● **GIVEN INSTRUCTION**: Rewrite the records below, swapping every "outline" for "contour" and leaving everything else unchanged.

***

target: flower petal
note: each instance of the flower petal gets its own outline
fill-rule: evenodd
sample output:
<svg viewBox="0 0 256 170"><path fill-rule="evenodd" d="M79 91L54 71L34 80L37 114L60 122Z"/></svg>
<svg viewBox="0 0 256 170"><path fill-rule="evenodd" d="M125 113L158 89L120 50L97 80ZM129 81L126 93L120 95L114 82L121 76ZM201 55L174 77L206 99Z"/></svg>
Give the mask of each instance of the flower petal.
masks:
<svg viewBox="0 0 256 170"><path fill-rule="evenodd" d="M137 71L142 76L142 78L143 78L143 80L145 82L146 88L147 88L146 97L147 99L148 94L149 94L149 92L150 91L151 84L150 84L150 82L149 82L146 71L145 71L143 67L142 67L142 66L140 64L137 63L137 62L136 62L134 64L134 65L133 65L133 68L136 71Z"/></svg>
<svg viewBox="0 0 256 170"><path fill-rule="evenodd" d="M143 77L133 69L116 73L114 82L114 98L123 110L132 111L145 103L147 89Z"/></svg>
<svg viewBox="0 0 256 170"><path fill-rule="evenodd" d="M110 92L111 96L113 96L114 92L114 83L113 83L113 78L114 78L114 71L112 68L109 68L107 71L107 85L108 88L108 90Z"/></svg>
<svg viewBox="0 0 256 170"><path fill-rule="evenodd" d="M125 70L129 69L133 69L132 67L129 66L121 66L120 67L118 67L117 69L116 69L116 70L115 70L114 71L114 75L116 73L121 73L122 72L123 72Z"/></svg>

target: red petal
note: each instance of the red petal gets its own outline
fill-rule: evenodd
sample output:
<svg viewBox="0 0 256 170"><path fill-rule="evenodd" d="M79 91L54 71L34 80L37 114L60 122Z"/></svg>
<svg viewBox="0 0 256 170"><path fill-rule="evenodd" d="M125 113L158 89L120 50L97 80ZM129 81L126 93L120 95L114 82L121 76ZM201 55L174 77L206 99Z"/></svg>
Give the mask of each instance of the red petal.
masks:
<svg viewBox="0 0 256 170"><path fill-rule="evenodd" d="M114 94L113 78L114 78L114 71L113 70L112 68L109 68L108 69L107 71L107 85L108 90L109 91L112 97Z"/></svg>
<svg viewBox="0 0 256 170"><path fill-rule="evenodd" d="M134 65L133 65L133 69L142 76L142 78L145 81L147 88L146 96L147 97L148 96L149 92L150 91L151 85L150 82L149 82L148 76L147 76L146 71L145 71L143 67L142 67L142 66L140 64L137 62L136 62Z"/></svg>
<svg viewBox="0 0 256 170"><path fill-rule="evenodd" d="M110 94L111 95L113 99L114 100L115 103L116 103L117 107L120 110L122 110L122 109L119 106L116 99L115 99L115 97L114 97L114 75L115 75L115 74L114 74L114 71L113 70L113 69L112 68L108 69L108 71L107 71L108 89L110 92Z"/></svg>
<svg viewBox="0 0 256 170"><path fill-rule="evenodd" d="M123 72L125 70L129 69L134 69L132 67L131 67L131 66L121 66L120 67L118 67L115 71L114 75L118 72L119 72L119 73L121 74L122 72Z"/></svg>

***

● **CORRECT RESULT**:
target: flower petal
note: each instance of the flower petal gets its own contour
fill-rule: evenodd
sample output:
<svg viewBox="0 0 256 170"><path fill-rule="evenodd" d="M79 91L54 71L34 80L37 114L60 122Z"/></svg>
<svg viewBox="0 0 256 170"><path fill-rule="evenodd" d="M125 113L158 89L120 50L97 80ZM129 81L126 93L120 95L114 82L121 76ZM201 55L174 77L206 99Z"/></svg>
Give the mask of each instance of the flower petal.
masks:
<svg viewBox="0 0 256 170"><path fill-rule="evenodd" d="M137 71L142 76L142 78L143 78L143 80L145 82L146 88L147 88L146 97L147 99L148 94L149 94L149 92L150 91L151 84L150 84L150 82L149 82L146 71L145 71L143 67L142 67L142 66L140 64L137 63L137 62L136 62L134 64L134 65L133 65L133 68L136 71Z"/></svg>
<svg viewBox="0 0 256 170"><path fill-rule="evenodd" d="M143 77L133 69L116 73L114 82L114 98L123 110L132 111L145 103L147 89Z"/></svg>
<svg viewBox="0 0 256 170"><path fill-rule="evenodd" d="M110 92L111 96L113 96L114 92L114 83L113 83L113 78L114 78L114 71L112 68L109 68L107 71L107 85L108 88L108 90Z"/></svg>
<svg viewBox="0 0 256 170"><path fill-rule="evenodd" d="M125 70L129 69L133 69L132 67L129 66L121 66L120 67L118 67L117 69L116 69L116 70L115 70L114 71L114 75L116 73L121 73L122 72L123 72Z"/></svg>

target: red petal
note: each instance of the red petal gets its own contour
fill-rule: evenodd
sample output:
<svg viewBox="0 0 256 170"><path fill-rule="evenodd" d="M79 91L54 71L34 80L37 114L60 122Z"/></svg>
<svg viewBox="0 0 256 170"><path fill-rule="evenodd" d="M125 113L158 89L120 50L97 80ZM129 81L126 93L120 95L114 82L121 76ZM201 55L174 77L206 99Z"/></svg>
Give the mask of each instance of the red petal.
masks:
<svg viewBox="0 0 256 170"><path fill-rule="evenodd" d="M114 94L113 78L114 78L114 71L113 70L112 68L109 68L108 69L107 71L107 85L108 90L109 91L112 97Z"/></svg>
<svg viewBox="0 0 256 170"><path fill-rule="evenodd" d="M134 65L133 65L133 69L142 76L142 78L145 81L147 88L146 96L147 97L148 96L149 92L150 91L151 85L150 82L149 82L148 76L147 76L146 71L145 71L143 67L142 67L142 66L140 64L137 62L136 62Z"/></svg>
<svg viewBox="0 0 256 170"><path fill-rule="evenodd" d="M110 94L111 95L113 99L114 100L115 103L116 103L117 107L120 110L122 110L122 109L119 106L116 99L115 99L115 97L114 97L114 75L115 75L115 74L114 74L114 71L113 70L113 69L112 68L108 69L108 71L107 71L108 89L110 92Z"/></svg>
<svg viewBox="0 0 256 170"><path fill-rule="evenodd" d="M123 72L125 70L129 69L134 69L132 67L131 67L131 66L121 66L120 67L118 67L115 71L114 75L118 72L119 72L119 73L121 74L122 72Z"/></svg>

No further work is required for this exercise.